▶ [Task to carry out]:
In the items below, swap every "photo" for "image" and give the lines again with nothing else changed.

════════════════

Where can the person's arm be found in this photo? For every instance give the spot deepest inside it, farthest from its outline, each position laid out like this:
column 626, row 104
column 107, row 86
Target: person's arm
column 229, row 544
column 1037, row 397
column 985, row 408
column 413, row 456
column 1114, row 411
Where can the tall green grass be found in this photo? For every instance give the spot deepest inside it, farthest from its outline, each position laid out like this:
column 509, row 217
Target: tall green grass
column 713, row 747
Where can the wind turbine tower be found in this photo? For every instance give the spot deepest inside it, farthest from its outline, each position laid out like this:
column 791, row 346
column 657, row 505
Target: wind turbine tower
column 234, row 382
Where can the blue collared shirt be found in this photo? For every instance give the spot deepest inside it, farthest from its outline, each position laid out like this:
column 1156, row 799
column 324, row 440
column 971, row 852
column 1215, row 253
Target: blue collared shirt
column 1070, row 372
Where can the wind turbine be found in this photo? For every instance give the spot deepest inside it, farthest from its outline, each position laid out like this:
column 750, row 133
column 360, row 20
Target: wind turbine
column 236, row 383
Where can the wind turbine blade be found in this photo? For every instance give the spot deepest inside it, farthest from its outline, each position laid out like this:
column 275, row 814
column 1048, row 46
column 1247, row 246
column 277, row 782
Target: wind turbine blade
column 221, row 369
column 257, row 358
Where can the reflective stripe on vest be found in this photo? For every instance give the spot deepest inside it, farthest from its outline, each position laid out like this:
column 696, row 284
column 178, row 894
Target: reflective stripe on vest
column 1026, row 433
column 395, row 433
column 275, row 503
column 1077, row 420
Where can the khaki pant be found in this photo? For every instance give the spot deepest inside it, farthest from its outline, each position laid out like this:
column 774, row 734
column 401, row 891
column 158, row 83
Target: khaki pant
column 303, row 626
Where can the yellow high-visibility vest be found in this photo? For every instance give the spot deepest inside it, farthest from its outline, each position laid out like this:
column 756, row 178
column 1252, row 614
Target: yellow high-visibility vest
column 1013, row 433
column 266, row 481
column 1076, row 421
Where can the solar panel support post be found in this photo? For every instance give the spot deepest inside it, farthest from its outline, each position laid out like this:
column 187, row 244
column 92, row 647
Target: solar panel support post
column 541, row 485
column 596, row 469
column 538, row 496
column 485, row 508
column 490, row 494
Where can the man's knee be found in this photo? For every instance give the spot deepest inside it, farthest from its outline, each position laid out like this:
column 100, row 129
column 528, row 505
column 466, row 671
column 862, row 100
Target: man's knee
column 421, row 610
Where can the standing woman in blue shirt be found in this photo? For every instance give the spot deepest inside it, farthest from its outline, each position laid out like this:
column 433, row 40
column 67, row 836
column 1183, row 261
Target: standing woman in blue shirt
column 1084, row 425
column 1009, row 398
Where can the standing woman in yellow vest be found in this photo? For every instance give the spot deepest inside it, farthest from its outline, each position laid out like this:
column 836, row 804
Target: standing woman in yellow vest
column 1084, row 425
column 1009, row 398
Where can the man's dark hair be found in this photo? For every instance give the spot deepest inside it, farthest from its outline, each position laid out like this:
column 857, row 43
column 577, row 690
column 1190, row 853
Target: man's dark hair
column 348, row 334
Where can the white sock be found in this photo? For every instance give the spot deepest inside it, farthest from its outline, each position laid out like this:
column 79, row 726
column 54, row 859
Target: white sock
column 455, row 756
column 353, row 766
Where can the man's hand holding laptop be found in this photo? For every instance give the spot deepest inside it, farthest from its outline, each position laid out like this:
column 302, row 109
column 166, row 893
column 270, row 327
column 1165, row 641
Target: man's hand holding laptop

════════════════

▶ [Answer to this task]:
Where can the person's arm be found in this image? For every instance give the spot deepest inside it, farthest from its outline, each position laid out like this:
column 626, row 104
column 107, row 86
Target: person's arm
column 229, row 544
column 1037, row 397
column 985, row 408
column 413, row 456
column 1114, row 411
Where can the tall green grass be found in this image? For every instance give the spot deepest inside it, farthest from its outline, each position laid out like this:
column 509, row 217
Target: tall green grass
column 713, row 747
Where can the wind turbine tower be found in this image? For every instance give the spot deepest inside it, farthest from its outline, each position laid out like this:
column 791, row 346
column 657, row 505
Target: wind turbine tower
column 234, row 382
Where can the blue collared shirt be found in this image? For every instance give the spot deepest inside it, farthest from its outline, each position laid out like this:
column 1156, row 799
column 324, row 440
column 971, row 852
column 1215, row 253
Target: blue collared shirt
column 1070, row 372
Where can the wind turbine be found in this image? For every instance give the spot deepest inside it, farthest from its outline, each position laid out like this:
column 750, row 133
column 360, row 20
Target: wind turbine
column 236, row 383
Where can the wind turbine blade be found in this image? For every instance give the spot deepest inside it, farthest from its outline, each position laid out like this:
column 275, row 814
column 1048, row 46
column 1247, row 246
column 277, row 782
Target: wind turbine blade
column 221, row 369
column 257, row 358
Where can the reflective stripe on vest be found in this image? For every instance give the spot deepest inside it, farthest from its outline, each position laid out like this:
column 696, row 284
column 178, row 894
Target: reflective stripe on vest
column 1026, row 433
column 395, row 433
column 275, row 503
column 1077, row 420
Where can the khaki pant be found in this image? For every instance give the spot deepest inside it, farthest from its outline, each position laid out like this:
column 774, row 734
column 401, row 891
column 158, row 83
Target: khaki pant
column 303, row 626
Where can the yellow high-visibility vest be found in this image? For every instance give the spot deepest inside it, farthest from its outline, each position laid out like this:
column 756, row 178
column 1252, row 614
Target: yellow high-visibility vest
column 1013, row 433
column 266, row 481
column 1076, row 421
Where can the solar panel support post be found in this image? For every instance give the spot deepest inside it, farthest from its outline, each position laid out like this:
column 187, row 244
column 92, row 647
Target: solar panel support post
column 541, row 485
column 596, row 469
column 538, row 496
column 485, row 508
column 490, row 494
Where can the man's knee be found in this image? For every instance give the spot deepest inside it, farthest from its outline, each position laid out like this:
column 100, row 129
column 528, row 505
column 466, row 671
column 862, row 100
Target: man's knee
column 421, row 610
Where can the standing woman in blue shirt be found in this image? For every instance give the spot deepest inside it, farthest from its outline, each position laid out like this:
column 433, row 40
column 67, row 836
column 1183, row 261
Target: standing woman in blue shirt
column 1084, row 425
column 1009, row 398
Where can the standing woman in yellow vest be found in this image? For every instance give the spot deepest inside it, farthest from its outline, each position laid out like this:
column 836, row 804
Target: standing woman in yellow vest
column 1084, row 425
column 1009, row 398
Where can the man's dark hair be found in this image? For every instance give the spot deepest inside it, farthest from its outline, each position laid out like this:
column 857, row 43
column 577, row 690
column 1190, row 853
Target: man's dark hair
column 348, row 334
Where can the white sock be found in this image? For every instance give the spot deepest inside it, farthest from its outline, each position laid out like this:
column 79, row 726
column 54, row 859
Target: white sock
column 455, row 756
column 353, row 766
Where can the man's hand holding laptop be found in this image? For every instance give the spot deepest inside it, farthest from its outline, each position laid out like this:
column 302, row 109
column 166, row 893
column 270, row 327
column 1165, row 641
Target: man's hand holding laptop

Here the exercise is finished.